[Start of Attachment]

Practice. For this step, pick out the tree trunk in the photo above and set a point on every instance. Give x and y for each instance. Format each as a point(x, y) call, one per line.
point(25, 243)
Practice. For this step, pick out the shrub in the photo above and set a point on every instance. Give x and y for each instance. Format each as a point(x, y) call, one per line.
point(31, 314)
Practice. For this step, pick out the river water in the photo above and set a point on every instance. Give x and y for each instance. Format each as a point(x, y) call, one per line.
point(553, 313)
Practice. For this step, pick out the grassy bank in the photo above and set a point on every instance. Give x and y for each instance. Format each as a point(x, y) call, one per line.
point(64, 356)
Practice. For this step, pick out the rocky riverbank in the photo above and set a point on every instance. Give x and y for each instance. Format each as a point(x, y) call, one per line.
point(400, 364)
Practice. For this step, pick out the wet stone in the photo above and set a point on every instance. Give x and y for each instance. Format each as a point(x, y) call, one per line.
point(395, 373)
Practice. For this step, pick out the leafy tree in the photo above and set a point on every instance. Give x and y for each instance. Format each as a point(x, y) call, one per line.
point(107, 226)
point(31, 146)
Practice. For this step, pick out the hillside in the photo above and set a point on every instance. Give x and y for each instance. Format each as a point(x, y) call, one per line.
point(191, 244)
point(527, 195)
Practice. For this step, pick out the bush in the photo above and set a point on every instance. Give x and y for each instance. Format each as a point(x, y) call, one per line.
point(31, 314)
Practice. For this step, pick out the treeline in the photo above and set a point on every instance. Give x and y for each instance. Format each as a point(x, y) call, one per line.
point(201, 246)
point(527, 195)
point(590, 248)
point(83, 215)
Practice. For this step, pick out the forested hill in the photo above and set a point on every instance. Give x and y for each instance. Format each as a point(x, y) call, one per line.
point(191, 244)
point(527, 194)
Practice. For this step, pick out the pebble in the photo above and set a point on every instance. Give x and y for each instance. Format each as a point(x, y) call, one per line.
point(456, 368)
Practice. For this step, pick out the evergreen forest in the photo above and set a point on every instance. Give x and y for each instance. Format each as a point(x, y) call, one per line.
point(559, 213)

[End of Attachment]

A faithful copy of all the material is the required answer.

ANSWER SPACE.
Practice. For this step, pick out the tree trunk in the photo above and set a point on every instance. Give x and y for each instance. Format each as a point(x, y) call, one per line.
point(25, 243)
Practice. For this step, pick out the shrub in the photo above and set a point on every instance. Give x and y for each instance. Format each as a point(x, y) call, one per line.
point(31, 314)
Practice. For this step, pick out the river water in the photo above and set a point on every instance. Give x and y for each instance. Format each as a point(x, y) call, one per line.
point(553, 313)
Practice. For this step, pick out the grassy bank in the photo above and set a point on every instance. Give x and y for each instance. Format each as a point(x, y) call, one per line.
point(64, 356)
Practice. For this step, pick out the rocky riverbank in the photo above and set a point on every instance. Give x and y for each instance. Format each as a point(x, y) call, one per line.
point(400, 364)
Practice. For this step, pick out the wet stone in the photo above and set a point on every instance. Give x and y for each instance. Format each as a point(x, y) call, one per line.
point(395, 373)
Practice. For this step, pick out the leafy tree in the photo above and set a point on every instance. Give x and y for each instance. Format each as a point(x, y) call, one per line.
point(107, 226)
point(31, 146)
Practice. For this step, pick out the hillside in the photo above and set a point on every instance. Give x and y for each instance. Format each as a point(x, y) call, one per line.
point(191, 244)
point(527, 195)
Practice. For this step, pick out the bush in the photo above and set a point on every instance. Give x and y for each instance. Format each as a point(x, y) call, one per line.
point(31, 314)
Practice. For this step, pick out the treeline in the photo above and set a point on every instance. Give x and y for each instance. Format each as a point(x, y) call, one per line.
point(201, 246)
point(527, 195)
point(590, 248)
point(83, 215)
Practice. For this step, pick out the forested hill in the photo above and set a point on every instance. Give x and y for each instance. Format each as a point(x, y) call, one per line.
point(191, 244)
point(527, 194)
Practice. For this step, pick out the pebble in the photo above and set a point on every instance. Give x and y for each instance. Format each as a point(x, y) call, one per line.
point(456, 368)
Practice. For this step, pick out the evergreen forest in the photo above and set a point on every instance. Give x and y for each instance. Format each as a point(x, y) call, one per line.
point(559, 213)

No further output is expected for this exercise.